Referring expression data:
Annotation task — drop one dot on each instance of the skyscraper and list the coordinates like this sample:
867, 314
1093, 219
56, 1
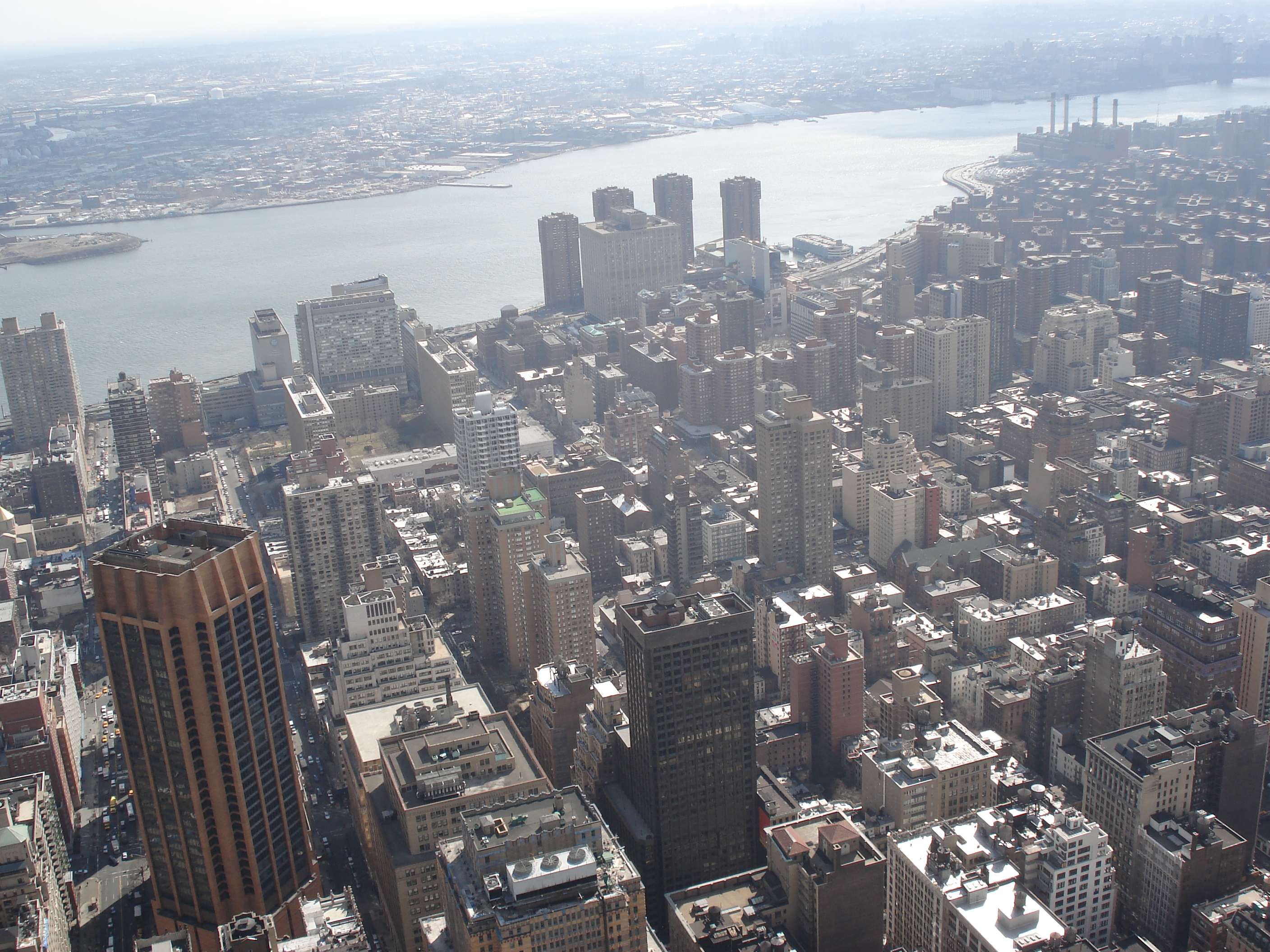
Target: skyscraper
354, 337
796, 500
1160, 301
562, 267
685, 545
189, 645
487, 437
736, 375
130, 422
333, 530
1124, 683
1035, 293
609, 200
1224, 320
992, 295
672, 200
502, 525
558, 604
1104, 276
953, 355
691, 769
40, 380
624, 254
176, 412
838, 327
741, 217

---

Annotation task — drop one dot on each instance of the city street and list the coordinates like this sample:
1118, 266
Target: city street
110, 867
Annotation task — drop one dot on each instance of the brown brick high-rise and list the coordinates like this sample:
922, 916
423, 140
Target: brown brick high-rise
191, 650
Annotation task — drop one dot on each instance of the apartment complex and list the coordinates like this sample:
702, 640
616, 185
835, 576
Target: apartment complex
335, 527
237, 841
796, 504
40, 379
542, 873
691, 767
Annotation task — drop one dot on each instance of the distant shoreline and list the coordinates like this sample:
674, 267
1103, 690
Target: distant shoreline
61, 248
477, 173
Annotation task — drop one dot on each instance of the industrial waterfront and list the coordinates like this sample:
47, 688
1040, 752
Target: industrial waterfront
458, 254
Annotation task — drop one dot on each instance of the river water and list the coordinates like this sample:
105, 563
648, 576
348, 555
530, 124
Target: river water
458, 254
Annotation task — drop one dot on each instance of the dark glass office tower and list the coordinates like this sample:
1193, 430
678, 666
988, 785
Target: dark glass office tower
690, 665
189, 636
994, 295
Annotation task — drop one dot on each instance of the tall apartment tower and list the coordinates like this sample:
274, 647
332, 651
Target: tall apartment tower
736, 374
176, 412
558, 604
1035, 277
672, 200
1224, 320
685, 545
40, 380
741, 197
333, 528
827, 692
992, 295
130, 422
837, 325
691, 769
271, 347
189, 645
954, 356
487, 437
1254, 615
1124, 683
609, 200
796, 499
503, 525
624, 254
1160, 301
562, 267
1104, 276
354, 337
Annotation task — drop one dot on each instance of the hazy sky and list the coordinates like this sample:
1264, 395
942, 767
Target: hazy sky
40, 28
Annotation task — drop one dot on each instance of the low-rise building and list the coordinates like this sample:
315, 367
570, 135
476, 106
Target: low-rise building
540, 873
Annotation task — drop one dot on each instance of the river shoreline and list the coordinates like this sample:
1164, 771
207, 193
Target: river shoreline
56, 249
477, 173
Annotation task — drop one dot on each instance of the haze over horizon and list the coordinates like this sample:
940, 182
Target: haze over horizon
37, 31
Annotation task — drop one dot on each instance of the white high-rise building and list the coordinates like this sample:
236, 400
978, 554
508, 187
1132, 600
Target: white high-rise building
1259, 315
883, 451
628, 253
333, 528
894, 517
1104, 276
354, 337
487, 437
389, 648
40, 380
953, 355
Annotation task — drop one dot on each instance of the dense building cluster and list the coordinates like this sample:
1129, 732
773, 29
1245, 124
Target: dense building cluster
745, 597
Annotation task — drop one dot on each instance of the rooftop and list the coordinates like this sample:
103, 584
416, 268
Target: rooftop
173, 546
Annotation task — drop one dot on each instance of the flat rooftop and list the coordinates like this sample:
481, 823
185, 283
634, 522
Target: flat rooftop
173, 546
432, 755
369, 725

Exercise directions:
Reproduce exactly the lines above from the line with "Target: white high-rise building" to the line with "of the rooftop", including both, and add nothing.

Written answer:
Target: white high-rise building
1259, 315
883, 451
628, 253
333, 528
894, 517
1104, 276
354, 337
487, 437
389, 648
40, 380
953, 355
Annotation task — drop one dot on each instance of the dense building cluster and list the coordinates like this sample:
1129, 732
773, 29
1245, 124
Target: dense building cluster
745, 597
Annotation task — drop one dot on each instance of the rooftop and list the coordinates like this sample:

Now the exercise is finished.